More cores are being pushed into smaller, lower-power footprints. Processors are becoming ‘many-core’ as core counts soar higher than the 10 cores common in server-class processors today. Supercomputers provide an idea of what the processors of tomorrow will look like. Some cores are being devoted to special functions instead of solely to general computing. Graphics processing engines are a good example, with video displays at high resolutions showing more realistic 3D rendering. Other special-purpose cores include security engines that perform root-of-trust and encryption/decryption operations and manageability engines that allow for out-of-band management if the processor is hung, in reset or otherwise unreachable. However, for these many-core processors, the majority of cores will be available for general computing.

Leveraging many-core

With the relative plateauing of the general-purpose computing capabilities of high-end mobile and desktop processors, engineers who want their test applications to maximise performance, lower test times and hence reduce the overall cost of ownership will need to start adopting server-class processors with many-core architectures.

Software architectures that divide computing work and can scale to leverage more than 10 processor cores will be required. Consider which tasks can be implemented in parallel from the beginning when designing new applications. When considering implementation, choose tools that allow a user to maximise the parallelism in an application. Selecting an optimising compiler, multithreaded analysis routines and thread-safe drivers is a good starting point. Also, make sure that implementation languages offer strong support for threading and an appropriate level of abstraction so that the increased software complexity does not negatively affect developer efficiency.

Ignoring parallelism, at best, will result in tepid performance gains as processors evolve. The market is pushing for graphics improvements and higher core counts. However, test and measurement applications most likely will not use the graphics features, newer processors with higher core counts offer valuable performance gains to test applications designed to benefit from the upward trend in core count.

Testing in the software-driven world

We live in an increasingly software-driven world, but the growth of embedded software in modern automobiles and airplanes presents significant challenges for manufacturers trying to eliminate software bugs and make products as safe as possible.

In the aerospace and defence industry, reducing release cycles and preventing program delays have become increasingly difficult. In automotive, consumer demands are driving up test complexity and introducing new costs in areas like infotainment. In response, test managers must find affordable ways to incorporate RF testing for wireless signals and machine vision testing for assisted parking to meet the widening I/O spread of test coverage.

● **Task set**:
- a) From the many-core processor article, extract the passage between "In the aerospace" and "of test coverage.", inclusive.
- b) Condense the paragraph of the many-core processor article that begins "Software architectures that divide computing work" into a short bulleted list that keeps its main points.
The lines that follow have no connection to the many-core processor article.

● **Recorded information**:
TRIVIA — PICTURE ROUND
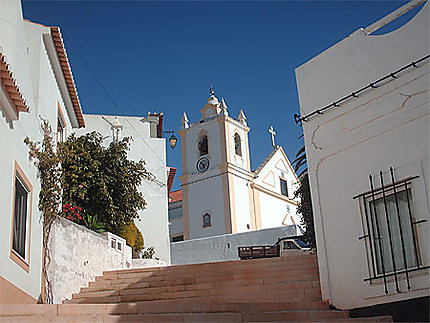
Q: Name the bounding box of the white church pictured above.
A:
[169,88,300,242]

● **Final answers**:
- a)
In the aerospace and defence industry, reducing release cycles and preventing program delays have become increasingly difficult. In automotive, consumer demands are driving up test complexity and introducing new costs in areas like infotainment. In response, test managers must find affordable ways to incorporate RF testing for wireless signals and machine vision testing for assisted parking to meet the widening I/O spread of test coverage.

- b)
- Software architectures must divide computing work and scale to use more than 10 processor cores.
- When designing new applications, identify from the start which tasks can run in parallel.
- Choose tools that maximize parallelism, starting with an optimizing compiler, multithreaded analysis routines, and thread-safe drivers.
- Use implementation languages with strong threading support and a suitable level of abstraction, so added software complexity does not hurt developer efficiency.